━━━ INPUT MATERIAL ━━━

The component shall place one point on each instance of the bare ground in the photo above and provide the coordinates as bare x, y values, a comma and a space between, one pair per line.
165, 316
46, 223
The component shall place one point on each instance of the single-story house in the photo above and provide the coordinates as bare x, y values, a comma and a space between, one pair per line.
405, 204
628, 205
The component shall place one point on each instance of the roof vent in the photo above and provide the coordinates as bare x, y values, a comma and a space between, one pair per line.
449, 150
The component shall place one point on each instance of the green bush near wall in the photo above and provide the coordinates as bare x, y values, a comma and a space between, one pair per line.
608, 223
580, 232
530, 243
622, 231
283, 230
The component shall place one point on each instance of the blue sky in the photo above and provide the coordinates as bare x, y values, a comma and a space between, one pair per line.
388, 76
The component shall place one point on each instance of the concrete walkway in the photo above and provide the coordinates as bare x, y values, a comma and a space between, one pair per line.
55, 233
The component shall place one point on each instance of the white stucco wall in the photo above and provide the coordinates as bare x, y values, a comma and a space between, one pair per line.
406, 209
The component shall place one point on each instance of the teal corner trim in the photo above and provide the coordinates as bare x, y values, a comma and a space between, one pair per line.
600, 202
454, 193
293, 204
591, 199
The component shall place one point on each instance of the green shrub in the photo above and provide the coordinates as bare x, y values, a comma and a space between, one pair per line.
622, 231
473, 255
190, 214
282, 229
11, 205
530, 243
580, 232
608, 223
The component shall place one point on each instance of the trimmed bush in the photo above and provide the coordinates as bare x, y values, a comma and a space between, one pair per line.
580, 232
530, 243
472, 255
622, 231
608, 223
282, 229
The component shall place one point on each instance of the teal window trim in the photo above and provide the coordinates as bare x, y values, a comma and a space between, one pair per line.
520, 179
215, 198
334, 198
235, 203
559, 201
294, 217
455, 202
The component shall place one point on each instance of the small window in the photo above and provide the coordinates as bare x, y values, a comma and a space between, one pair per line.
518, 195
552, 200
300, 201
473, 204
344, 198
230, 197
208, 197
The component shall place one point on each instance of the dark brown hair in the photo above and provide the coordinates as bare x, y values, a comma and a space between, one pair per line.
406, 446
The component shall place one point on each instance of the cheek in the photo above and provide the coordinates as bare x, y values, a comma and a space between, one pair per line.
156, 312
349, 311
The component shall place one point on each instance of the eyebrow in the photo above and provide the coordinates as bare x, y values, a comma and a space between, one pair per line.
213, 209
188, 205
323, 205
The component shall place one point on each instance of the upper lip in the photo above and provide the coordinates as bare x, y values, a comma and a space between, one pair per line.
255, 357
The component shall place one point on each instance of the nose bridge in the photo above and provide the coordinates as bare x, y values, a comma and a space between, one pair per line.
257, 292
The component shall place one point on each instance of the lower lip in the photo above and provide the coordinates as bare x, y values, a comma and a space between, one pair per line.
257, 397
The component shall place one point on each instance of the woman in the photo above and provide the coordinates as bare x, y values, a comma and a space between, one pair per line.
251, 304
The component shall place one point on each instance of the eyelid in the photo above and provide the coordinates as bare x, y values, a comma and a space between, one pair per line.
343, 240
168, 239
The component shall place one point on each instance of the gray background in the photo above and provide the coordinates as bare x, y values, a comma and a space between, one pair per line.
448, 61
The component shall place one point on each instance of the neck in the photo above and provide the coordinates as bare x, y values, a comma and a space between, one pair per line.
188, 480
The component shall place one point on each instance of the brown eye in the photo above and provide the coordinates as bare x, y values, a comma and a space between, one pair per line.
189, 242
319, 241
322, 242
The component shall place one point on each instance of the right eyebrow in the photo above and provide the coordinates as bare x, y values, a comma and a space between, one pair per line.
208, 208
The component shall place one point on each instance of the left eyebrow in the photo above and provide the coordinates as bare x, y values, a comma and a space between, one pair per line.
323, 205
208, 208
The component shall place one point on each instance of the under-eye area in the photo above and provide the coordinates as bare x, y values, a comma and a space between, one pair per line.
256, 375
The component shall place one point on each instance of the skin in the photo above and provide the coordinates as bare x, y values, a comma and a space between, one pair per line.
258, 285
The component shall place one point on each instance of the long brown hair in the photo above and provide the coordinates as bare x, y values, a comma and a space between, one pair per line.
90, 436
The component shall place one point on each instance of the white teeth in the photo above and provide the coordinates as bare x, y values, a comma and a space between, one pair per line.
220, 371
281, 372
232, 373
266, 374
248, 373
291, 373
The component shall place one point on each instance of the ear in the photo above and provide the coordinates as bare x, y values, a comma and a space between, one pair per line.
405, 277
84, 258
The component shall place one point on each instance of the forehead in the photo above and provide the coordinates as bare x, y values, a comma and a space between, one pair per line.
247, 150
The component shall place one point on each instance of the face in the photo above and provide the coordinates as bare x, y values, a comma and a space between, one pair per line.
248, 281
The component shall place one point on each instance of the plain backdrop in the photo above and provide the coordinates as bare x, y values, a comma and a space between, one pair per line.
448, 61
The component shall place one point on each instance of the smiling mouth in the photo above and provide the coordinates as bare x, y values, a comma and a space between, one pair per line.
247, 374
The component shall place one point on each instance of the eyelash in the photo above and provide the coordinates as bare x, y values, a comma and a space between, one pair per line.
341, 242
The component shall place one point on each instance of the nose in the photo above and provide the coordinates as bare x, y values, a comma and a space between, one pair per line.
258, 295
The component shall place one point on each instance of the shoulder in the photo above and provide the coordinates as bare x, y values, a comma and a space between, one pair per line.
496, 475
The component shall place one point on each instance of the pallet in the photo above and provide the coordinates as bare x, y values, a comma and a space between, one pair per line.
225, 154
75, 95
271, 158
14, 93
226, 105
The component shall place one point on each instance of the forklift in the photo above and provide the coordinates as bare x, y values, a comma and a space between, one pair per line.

━━━

### REQUIRED WORK
Quote verbatim the line containing "of the smiling" and every line after it through the end of the records above.

### RESPONSE FOR THIS EXERCISE
The component shall place one point on each instance of the smiling mouth in the photo above and provide the coordinates as bare x, y values, a comma and a space between, one pair per line.
247, 374
The component shall place one point on each instance of the eyelash in the photo above and provide the coordinates as bare x, y values, a comma and a space between, one pair per line.
341, 242
The component shall place one point on each instance of the nose in the photo above and provide the coordinates as bare x, y values, a comma and a space between, one pair per line.
258, 295
The component shall place one point on each instance of the shoulder in the photo above and provide the coordinates as bare x, y values, a comma and a space between, one pair per line.
496, 475
The component shall place one point on each instance of the pallet in the photo above and provide the coordinates as bare x, y values, a comma and a space between, one pair per line.
225, 154
75, 95
271, 158
14, 93
226, 105
The component shall place one point on each instance of the forklift in the photo above and provide the coordinates as bare x, y values, a comma and a space between, one pair per line.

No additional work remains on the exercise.